What the task asks
Reproduce the lines of the listing below verbatim, from the line that contains "Where can you see the low" through the final line of the listing, with both of those lines included.

Data to use
_ _ _
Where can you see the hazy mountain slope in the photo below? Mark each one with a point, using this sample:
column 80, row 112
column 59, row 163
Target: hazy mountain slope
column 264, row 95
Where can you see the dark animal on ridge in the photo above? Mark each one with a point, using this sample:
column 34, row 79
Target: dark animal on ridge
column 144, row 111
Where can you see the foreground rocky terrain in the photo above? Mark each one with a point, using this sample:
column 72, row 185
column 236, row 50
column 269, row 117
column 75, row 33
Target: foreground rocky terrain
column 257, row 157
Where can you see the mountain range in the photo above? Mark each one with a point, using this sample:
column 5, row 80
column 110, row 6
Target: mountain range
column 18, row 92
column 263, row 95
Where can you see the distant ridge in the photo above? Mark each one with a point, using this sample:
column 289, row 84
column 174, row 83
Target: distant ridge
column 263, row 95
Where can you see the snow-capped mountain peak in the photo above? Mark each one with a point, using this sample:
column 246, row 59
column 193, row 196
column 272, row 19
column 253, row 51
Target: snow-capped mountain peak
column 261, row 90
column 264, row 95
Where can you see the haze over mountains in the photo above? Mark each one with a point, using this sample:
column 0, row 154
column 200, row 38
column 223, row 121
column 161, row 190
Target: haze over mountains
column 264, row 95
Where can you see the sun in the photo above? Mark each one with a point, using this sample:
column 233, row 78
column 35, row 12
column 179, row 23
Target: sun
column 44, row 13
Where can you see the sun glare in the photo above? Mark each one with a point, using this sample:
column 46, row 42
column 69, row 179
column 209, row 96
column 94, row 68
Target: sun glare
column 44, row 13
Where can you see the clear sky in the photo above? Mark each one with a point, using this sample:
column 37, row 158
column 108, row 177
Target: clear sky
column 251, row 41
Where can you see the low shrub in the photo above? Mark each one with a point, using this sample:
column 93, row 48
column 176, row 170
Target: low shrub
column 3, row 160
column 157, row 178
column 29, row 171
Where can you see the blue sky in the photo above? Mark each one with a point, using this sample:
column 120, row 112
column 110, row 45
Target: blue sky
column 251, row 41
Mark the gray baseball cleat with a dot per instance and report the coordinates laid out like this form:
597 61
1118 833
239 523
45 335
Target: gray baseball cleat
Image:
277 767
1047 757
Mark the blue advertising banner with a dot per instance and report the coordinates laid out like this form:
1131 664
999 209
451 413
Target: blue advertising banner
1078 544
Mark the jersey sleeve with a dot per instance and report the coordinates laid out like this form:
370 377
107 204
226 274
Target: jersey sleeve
_ _ _
Solution
Where can you see the low shrub in the photo above? Mark each one with a point, using this sample:
column 93, row 48
column 176, row 170
Target: low shrub
column 3, row 160
column 157, row 178
column 29, row 171
Where can you see the blue sky in the photo above? Mark each one with a point, using this sample:
column 120, row 112
column 110, row 45
Target: blue sky
column 251, row 41
Mark the gray baseball cleat with a dot per instance and report the coordinates laid out like this form:
597 61
1118 833
239 523
45 335
Target: gray baseball cleat
Image:
277 767
1047 757
Mark the blue advertising banner with a dot per instance and report the coordinates laid out like this form:
1131 664
999 209
451 413
Target: blue advertising banner
1078 544
Mark the jersey sleeve with a dot per instance and report the coordinates laid out like this form:
370 377
107 204
226 274
Target: jersey sleeve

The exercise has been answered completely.